# [REQUIRED TASK]
Recast every line of the entries below as a Markdown table with two columns, Row and Line. Give each line its own row number and skip blank lines.

# [SUPPLIED DATA]
----
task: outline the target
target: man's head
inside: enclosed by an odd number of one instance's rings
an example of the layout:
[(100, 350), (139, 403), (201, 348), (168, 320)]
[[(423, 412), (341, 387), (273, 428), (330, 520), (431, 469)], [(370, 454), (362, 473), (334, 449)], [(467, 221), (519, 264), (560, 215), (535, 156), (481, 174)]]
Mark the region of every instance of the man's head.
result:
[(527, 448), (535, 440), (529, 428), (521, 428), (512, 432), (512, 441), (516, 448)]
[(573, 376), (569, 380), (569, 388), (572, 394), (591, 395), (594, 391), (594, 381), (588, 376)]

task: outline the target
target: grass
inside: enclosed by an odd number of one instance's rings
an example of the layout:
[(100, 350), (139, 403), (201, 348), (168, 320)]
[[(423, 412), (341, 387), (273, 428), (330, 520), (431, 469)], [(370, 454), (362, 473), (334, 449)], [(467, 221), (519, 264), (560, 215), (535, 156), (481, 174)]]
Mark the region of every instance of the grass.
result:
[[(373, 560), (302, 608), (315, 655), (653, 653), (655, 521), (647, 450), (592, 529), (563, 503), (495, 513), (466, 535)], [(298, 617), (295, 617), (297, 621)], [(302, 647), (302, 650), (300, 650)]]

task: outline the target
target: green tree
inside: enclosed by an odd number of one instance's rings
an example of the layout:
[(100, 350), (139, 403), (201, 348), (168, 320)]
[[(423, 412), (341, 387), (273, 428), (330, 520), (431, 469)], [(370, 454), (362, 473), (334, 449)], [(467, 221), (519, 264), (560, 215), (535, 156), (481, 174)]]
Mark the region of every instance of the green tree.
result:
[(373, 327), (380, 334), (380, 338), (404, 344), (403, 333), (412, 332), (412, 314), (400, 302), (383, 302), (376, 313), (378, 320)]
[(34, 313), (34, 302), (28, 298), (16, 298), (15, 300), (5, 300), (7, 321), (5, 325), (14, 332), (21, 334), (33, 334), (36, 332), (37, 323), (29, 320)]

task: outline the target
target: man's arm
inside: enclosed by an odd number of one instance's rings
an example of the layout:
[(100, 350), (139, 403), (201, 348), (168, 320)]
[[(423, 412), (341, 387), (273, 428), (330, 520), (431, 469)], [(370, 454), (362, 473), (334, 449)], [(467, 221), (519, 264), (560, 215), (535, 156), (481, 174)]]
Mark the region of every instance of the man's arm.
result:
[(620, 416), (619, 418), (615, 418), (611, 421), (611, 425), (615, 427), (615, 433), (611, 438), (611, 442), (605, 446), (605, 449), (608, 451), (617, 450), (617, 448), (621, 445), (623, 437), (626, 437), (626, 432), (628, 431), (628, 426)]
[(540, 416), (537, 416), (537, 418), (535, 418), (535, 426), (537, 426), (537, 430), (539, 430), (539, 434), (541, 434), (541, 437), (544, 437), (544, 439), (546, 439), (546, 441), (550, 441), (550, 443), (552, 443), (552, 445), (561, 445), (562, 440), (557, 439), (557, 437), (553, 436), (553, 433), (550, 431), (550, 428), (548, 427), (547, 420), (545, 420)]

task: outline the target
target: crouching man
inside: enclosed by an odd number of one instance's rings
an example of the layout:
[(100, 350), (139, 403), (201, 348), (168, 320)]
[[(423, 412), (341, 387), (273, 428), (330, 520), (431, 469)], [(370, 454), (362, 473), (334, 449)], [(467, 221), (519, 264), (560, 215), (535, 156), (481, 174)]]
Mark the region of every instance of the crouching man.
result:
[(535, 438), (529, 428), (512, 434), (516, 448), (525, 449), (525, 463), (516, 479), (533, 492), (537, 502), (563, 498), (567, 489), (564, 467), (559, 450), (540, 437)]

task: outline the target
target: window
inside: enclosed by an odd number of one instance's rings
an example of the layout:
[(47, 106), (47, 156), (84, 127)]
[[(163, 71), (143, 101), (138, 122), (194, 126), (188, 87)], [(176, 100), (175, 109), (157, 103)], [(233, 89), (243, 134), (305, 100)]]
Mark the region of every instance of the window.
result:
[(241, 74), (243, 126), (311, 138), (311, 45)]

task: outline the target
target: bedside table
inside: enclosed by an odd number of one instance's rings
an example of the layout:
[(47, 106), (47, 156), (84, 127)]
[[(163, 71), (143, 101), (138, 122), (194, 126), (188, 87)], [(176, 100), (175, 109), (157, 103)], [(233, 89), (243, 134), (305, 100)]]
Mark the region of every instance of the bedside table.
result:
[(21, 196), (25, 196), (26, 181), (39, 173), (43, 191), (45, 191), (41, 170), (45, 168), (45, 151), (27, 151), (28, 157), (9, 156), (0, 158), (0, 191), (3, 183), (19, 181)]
----
# [WRITTEN ANSWER]
| Row | Line |
|---|---|
| 1 | task: outline the target |
| 2 | target: man's head |
| 3 | inside: enclosed by an odd number of one instance's rings |
| 4 | an example of the layout: |
| 5 | [(100, 350), (139, 403), (201, 348), (168, 320)] |
| 6 | [[(423, 412), (341, 387), (273, 428), (330, 520), (431, 469)], [(370, 454), (362, 473), (334, 449)], [(467, 221), (519, 264), (560, 215), (535, 156), (481, 174)]] |
| 7 | Mark the region of every instance of the man's head. |
| 8 | result: |
| 9 | [(527, 448), (535, 440), (529, 428), (521, 428), (512, 432), (512, 441), (516, 448)] |
| 10 | [(573, 376), (569, 380), (569, 388), (572, 394), (591, 395), (594, 391), (594, 381), (588, 376)] |
| 11 | task: outline the target |
| 12 | target: grass |
| 13 | inside: enclosed by an odd number of one instance's rings |
| 14 | an example of the layout: |
| 15 | [(100, 350), (139, 403), (201, 348), (168, 320)] |
| 16 | [[(423, 412), (341, 387), (273, 428), (330, 520), (431, 469)], [(370, 454), (362, 473), (334, 449)], [(467, 221), (519, 264), (560, 215), (535, 156), (481, 174)]] |
| 17 | Mark the region of every instance of the grass. |
| 18 | result: |
| 19 | [[(373, 560), (302, 608), (315, 655), (653, 653), (655, 521), (647, 450), (592, 529), (563, 503), (495, 513), (466, 535)], [(298, 617), (295, 617), (297, 621)], [(302, 647), (302, 650), (300, 650)]] |
| 20 | task: outline the target |
| 21 | target: green tree |
| 22 | inside: enclosed by an odd number of one instance's rings |
| 23 | an example of the layout: |
| 24 | [(100, 350), (139, 403), (201, 348), (168, 320)] |
| 25 | [[(423, 412), (341, 387), (273, 428), (330, 520), (431, 469)], [(370, 454), (362, 473), (334, 449)], [(467, 221), (519, 264), (560, 215), (535, 156), (481, 174)]] |
| 26 | Mark the region of every instance of the green tree. |
| 27 | result: |
| 28 | [(373, 327), (380, 334), (380, 338), (404, 344), (403, 333), (412, 332), (412, 314), (400, 302), (383, 302), (376, 313), (378, 320)] |
| 29 | [(34, 313), (34, 302), (28, 298), (16, 298), (15, 300), (5, 300), (7, 321), (5, 325), (14, 332), (21, 334), (33, 334), (36, 332), (37, 323), (29, 320)] |
| 30 | task: outline the target |
| 31 | target: man's arm |
| 32 | inside: enclosed by an odd number of one instance's rings |
| 33 | an example of the layout: |
| 34 | [(100, 350), (139, 403), (201, 348), (168, 320)] |
| 35 | [[(423, 412), (341, 387), (273, 428), (330, 520), (431, 469)], [(370, 454), (362, 473), (334, 449)], [(467, 221), (519, 264), (560, 215), (535, 156), (481, 174)]] |
| 36 | Mark the region of every instance of the man's arm. |
| 37 | result: |
| 38 | [(620, 416), (619, 418), (615, 418), (611, 421), (611, 425), (615, 427), (615, 433), (611, 438), (611, 442), (605, 446), (605, 449), (608, 451), (617, 450), (617, 448), (621, 445), (623, 437), (626, 437), (626, 432), (628, 431), (628, 426)] |
| 39 | [(540, 416), (537, 416), (537, 418), (535, 418), (535, 426), (537, 426), (537, 430), (539, 430), (539, 434), (541, 434), (541, 437), (544, 437), (544, 439), (546, 439), (546, 441), (550, 441), (550, 443), (552, 443), (552, 445), (561, 445), (562, 440), (557, 439), (557, 437), (553, 436), (553, 433), (550, 431), (550, 428), (548, 427), (547, 420), (545, 420)] |
| 40 | task: outline the target |
| 41 | target: crouching man |
| 42 | inside: enclosed by an odd number of one instance's rings |
| 43 | an example of the layout: |
| 44 | [(100, 350), (139, 403), (201, 348), (168, 320)] |
| 45 | [[(423, 412), (341, 387), (273, 428), (330, 520), (431, 469)], [(370, 454), (362, 473), (334, 449)], [(467, 221), (519, 264), (560, 215), (535, 156), (481, 174)]] |
| 46 | Mark the region of every instance of the crouching man. |
| 47 | result: |
| 48 | [(535, 438), (529, 428), (512, 434), (516, 448), (525, 449), (525, 463), (516, 479), (533, 492), (537, 502), (563, 498), (567, 489), (564, 467), (559, 450), (540, 437)] |
| 49 | task: outline the target |
| 50 | target: window |
| 51 | inside: enclosed by an odd number of one instance's rings |
| 52 | an example of the layout: |
| 53 | [(47, 106), (47, 156), (84, 127)] |
| 54 | [[(163, 71), (143, 101), (138, 122), (194, 126), (188, 87)], [(176, 100), (175, 109), (157, 103)], [(233, 89), (243, 134), (305, 100)]] |
| 55 | Mark the region of every instance of the window. |
| 56 | result: |
| 57 | [(241, 74), (243, 126), (311, 138), (311, 45)] |
| 58 | task: outline the target |
| 59 | target: bedside table |
| 60 | inside: enclosed by an odd number of one instance's rings |
| 61 | an example of the layout: |
| 62 | [(47, 106), (47, 156), (84, 127)] |
| 63 | [[(163, 71), (143, 101), (138, 122), (194, 126), (188, 87)], [(176, 100), (175, 109), (157, 103)], [(233, 89), (243, 134), (305, 100)]] |
| 64 | Mark the region of every instance of the bedside table. |
| 65 | result: |
| 66 | [(21, 196), (25, 196), (26, 181), (39, 173), (43, 191), (45, 191), (41, 170), (45, 168), (45, 151), (27, 151), (28, 157), (9, 156), (0, 158), (0, 191), (3, 183), (19, 181)] |